Find the line with "positive clicks: (402, 366)" in the entries below. Repeat it, every following line, and the line with "366L405 397L404 423H385L382", exactly and with nothing added.

● Input
════════════════════

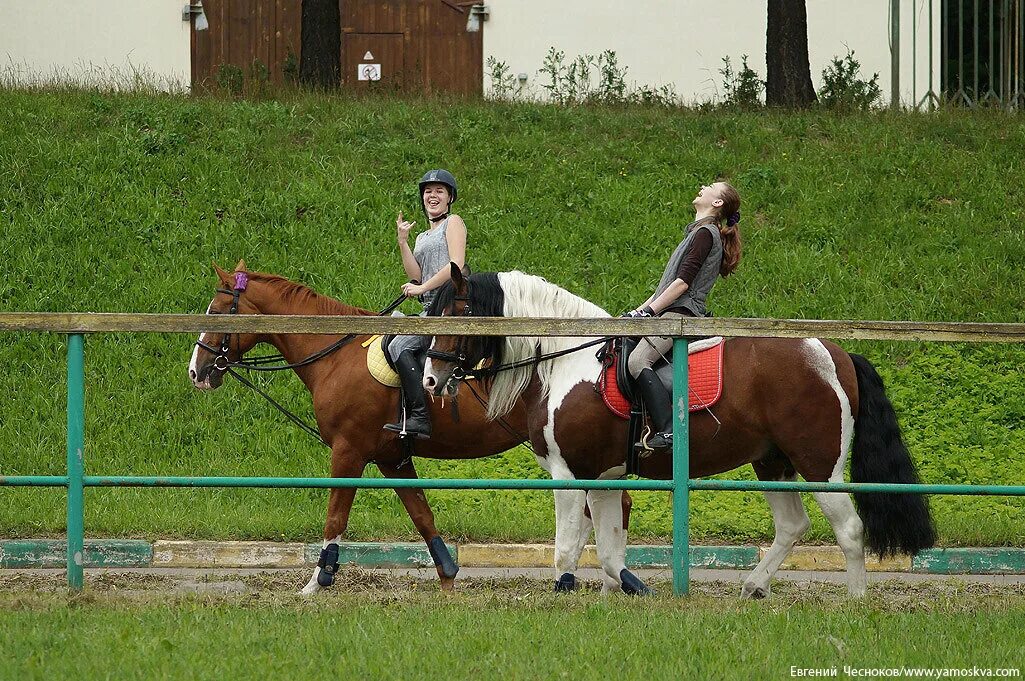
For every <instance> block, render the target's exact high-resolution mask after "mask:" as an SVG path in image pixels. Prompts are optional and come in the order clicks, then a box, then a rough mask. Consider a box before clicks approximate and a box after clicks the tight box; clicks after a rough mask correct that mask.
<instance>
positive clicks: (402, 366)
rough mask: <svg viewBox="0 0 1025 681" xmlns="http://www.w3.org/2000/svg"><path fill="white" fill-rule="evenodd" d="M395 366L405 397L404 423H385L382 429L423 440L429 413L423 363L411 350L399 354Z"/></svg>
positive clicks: (424, 439)
mask: <svg viewBox="0 0 1025 681" xmlns="http://www.w3.org/2000/svg"><path fill="white" fill-rule="evenodd" d="M395 368H396V370H397V371H398V372H399V379H400V380H401V382H402V394H403V397H404V398H405V402H406V409H405V418H404V419H403V420H404V422H405V423H403V422H400V423H398V424H387V425H386V426H385V427H384V430H386V431H392V432H393V433H398V434H399V435H403V436H410V437H415V438H418V439H421V440H425V439H427V438H429V437H430V414H429V413H428V412H427V397H426V394H425V393H424V392H423V365H422V364H420V360H419V359H417V357H416V353H414V352H413V351H411V350H407V351H406V352H404V353H402V354H401V355H399V357H398V359H396V361H395Z"/></svg>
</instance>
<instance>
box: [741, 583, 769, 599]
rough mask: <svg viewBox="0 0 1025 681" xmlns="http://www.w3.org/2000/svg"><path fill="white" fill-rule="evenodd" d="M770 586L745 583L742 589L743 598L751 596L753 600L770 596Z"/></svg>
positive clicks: (742, 597)
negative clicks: (754, 585) (742, 588)
mask: <svg viewBox="0 0 1025 681" xmlns="http://www.w3.org/2000/svg"><path fill="white" fill-rule="evenodd" d="M769 594H770V590H769V587H755V586H754V585H748V584H745V585H744V588H743V589H741V590H740V597H741V598H750V599H753V600H762V599H763V598H766V597H767V596H769Z"/></svg>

════════════════════

● Your solution
positive clicks: (402, 366)
rough mask: <svg viewBox="0 0 1025 681" xmlns="http://www.w3.org/2000/svg"><path fill="white" fill-rule="evenodd" d="M395 366L405 397L404 423H385L382 429L423 440L429 413L423 363L411 350L399 354Z"/></svg>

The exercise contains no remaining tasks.